_STATED GOAL A_: Reproduce the entries word for word, from the first line of the entries up to and including the line with "column 255, row 283".

Power Factor Correction Benefits

[bgl2010]

Hi,

I have read that one of the benefits to increase the power factor through capacitor banks is the reduction of technical losses.

Here is my doubt, if I have a comercial kWh-kW meter in medium voltage and it's metering the active energy of a facility with a medium voltaje transformer (500 kva) and low pf (0.7), hence the technical losses in the transformer and all the conductor are been metered. If I install a capacitor bank, in the low voltage side of the transformer, that rise the power factor to (0.95) will this effect the amount of energy active energy in the meter.

My concern is that since the capacitor will only reduce the reactive component of the total current, and the reactive component is not in phase with the transformer and conductors resistents, the active energy should not be effected.

Regards.

 

[rbulsara]

See thread238-277959.

Yes, active "power" is not affected. What is technical losses? Only losses affected are copper losses that is I^2*R.

Rafiq Bulsara

http://www.srengineersct.com

 

[waross]

Simple example;
Reactive current 3 Amps.
Active current 4 Amps.
Total current 5 Amps.
If you correct the power factor to unity the total current will be reduced from 5 Amps to 4 Amps.
Your I²R losses in the transformer will be reduced by a factor of 16R/25R or 36% in this example.

_STATED GOAL B_:
Say whether each statement below agrees with the forum thread on power factor correction. Answer yes or no, and quote the deciding words from the thread.
(i) The facility's transformer is rated at 500 kVA.
(ii) The capacitor bank would be installed on the high voltage side of the transformer.
(iii) In the simple example, correcting the power factor to unity lowers the total current from 5 Amps to 4 Amps.

_Pointing records_:
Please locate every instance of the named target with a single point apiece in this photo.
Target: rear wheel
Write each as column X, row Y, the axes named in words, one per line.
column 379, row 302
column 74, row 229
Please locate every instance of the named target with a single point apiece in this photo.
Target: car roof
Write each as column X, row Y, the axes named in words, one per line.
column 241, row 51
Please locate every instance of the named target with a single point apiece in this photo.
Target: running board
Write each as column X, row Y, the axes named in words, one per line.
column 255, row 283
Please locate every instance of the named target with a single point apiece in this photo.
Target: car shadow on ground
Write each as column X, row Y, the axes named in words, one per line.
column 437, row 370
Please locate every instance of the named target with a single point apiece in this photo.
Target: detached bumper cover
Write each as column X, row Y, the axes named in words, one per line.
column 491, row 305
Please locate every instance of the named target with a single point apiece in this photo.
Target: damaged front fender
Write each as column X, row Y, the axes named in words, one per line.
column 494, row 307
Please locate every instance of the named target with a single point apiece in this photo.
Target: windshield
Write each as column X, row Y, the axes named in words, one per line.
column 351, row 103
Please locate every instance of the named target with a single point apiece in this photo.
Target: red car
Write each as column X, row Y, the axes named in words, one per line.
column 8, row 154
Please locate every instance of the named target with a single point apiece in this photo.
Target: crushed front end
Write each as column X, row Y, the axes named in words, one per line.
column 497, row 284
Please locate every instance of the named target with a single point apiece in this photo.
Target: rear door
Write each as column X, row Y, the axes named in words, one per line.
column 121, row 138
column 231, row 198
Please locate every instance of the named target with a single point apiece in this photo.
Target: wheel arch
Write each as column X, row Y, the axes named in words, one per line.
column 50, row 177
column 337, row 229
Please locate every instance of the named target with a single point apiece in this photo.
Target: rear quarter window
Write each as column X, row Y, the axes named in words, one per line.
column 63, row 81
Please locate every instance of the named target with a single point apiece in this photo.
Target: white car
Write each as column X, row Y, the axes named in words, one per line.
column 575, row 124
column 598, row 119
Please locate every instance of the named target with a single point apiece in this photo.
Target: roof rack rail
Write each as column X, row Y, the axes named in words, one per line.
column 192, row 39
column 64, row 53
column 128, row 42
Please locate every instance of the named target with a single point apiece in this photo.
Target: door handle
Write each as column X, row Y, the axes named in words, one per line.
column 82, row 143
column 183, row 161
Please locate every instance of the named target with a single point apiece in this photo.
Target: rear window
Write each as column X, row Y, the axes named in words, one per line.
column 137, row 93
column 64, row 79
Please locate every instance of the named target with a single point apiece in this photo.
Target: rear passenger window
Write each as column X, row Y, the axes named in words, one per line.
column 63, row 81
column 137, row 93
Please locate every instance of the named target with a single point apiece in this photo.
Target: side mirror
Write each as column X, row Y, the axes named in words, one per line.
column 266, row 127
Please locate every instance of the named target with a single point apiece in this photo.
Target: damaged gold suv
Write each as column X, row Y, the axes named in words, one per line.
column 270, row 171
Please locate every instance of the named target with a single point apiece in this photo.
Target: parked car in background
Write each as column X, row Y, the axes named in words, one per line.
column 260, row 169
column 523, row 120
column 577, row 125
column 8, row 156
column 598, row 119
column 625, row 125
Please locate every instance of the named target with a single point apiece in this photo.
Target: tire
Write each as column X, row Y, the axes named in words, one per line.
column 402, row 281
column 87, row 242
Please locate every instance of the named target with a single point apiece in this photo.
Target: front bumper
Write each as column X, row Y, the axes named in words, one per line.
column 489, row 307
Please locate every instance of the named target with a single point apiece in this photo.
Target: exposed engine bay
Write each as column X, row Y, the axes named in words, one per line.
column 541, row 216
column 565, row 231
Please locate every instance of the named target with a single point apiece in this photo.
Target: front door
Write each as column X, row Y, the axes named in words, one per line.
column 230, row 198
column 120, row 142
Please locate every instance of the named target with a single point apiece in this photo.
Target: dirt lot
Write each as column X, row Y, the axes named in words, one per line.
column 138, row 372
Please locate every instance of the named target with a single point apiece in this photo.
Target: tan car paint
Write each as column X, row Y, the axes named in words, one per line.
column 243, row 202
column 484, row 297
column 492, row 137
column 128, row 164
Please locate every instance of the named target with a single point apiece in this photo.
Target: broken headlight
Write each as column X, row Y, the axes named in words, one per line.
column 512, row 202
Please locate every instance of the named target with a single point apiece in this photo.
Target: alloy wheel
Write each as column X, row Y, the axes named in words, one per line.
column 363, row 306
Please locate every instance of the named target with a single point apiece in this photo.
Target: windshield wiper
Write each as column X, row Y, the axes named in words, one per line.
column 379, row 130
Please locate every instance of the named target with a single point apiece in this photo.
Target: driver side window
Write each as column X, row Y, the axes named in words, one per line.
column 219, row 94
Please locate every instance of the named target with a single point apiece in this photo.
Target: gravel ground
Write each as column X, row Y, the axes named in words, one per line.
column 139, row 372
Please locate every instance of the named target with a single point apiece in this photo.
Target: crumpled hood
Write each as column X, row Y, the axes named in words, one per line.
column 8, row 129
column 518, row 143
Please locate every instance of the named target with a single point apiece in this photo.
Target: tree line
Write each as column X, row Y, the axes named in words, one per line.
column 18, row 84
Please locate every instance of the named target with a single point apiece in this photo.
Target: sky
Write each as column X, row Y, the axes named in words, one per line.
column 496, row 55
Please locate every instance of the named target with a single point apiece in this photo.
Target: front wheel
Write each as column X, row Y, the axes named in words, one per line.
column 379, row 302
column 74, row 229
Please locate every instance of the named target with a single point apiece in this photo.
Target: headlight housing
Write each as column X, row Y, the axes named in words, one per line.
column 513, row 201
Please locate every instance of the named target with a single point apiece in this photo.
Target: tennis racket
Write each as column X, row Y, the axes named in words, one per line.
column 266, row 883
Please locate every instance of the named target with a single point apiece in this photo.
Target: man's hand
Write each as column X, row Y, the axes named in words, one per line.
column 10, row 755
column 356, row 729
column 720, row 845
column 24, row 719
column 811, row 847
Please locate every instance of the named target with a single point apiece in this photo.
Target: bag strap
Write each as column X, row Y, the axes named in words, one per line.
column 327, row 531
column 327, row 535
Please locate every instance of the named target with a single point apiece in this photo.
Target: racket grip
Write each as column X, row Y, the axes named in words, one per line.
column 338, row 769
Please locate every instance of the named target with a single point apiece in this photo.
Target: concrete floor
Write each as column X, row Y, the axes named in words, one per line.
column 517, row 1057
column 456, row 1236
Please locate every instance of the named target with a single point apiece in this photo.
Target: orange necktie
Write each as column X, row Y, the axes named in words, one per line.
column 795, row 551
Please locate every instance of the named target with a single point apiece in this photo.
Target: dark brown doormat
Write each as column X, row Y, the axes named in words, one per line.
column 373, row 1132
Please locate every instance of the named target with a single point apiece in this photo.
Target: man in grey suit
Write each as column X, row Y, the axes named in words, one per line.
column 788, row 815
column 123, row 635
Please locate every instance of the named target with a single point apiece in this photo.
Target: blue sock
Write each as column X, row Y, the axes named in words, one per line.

_WRITTEN REPLY A_:
Please locate every instance of the named target with a single point apiece in this photo.
Target: rear wheel
Write each as column X, row Y, the axes named in words, one per line.
column 379, row 302
column 74, row 229
Please locate every instance of the named target with a single point apiece in this photo.
Target: car roof
Write each as column X, row Y, the axes named in words, one per line.
column 241, row 51
Please locate every instance of the named target with a single point apiece in this photo.
Target: running board
Write each as column X, row Y, the axes named in words, one per line.
column 255, row 283

_WRITTEN REPLY B_:
(i) Yes: "a medium voltaje transformer (500 kva)"
(ii) No: "in the low voltage side of the transformer"
(iii) Yes: "the total current will be reduced from 5 Amps to 4 Amps"